▸ **WHAT YOU WILL DO**: Transcribe the data in full; each line must match exactly.
┌─ RECORDS FOR THIS EXERCISE
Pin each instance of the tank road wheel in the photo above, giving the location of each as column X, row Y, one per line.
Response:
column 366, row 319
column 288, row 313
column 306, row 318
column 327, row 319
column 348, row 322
└─
▸ **ANSWER TO THE PROBLEM**:
Pin each instance of the tank road wheel in the photo above, giving the location of each as column X, row Y, one per line.
Response:
column 366, row 319
column 288, row 313
column 306, row 318
column 327, row 319
column 348, row 322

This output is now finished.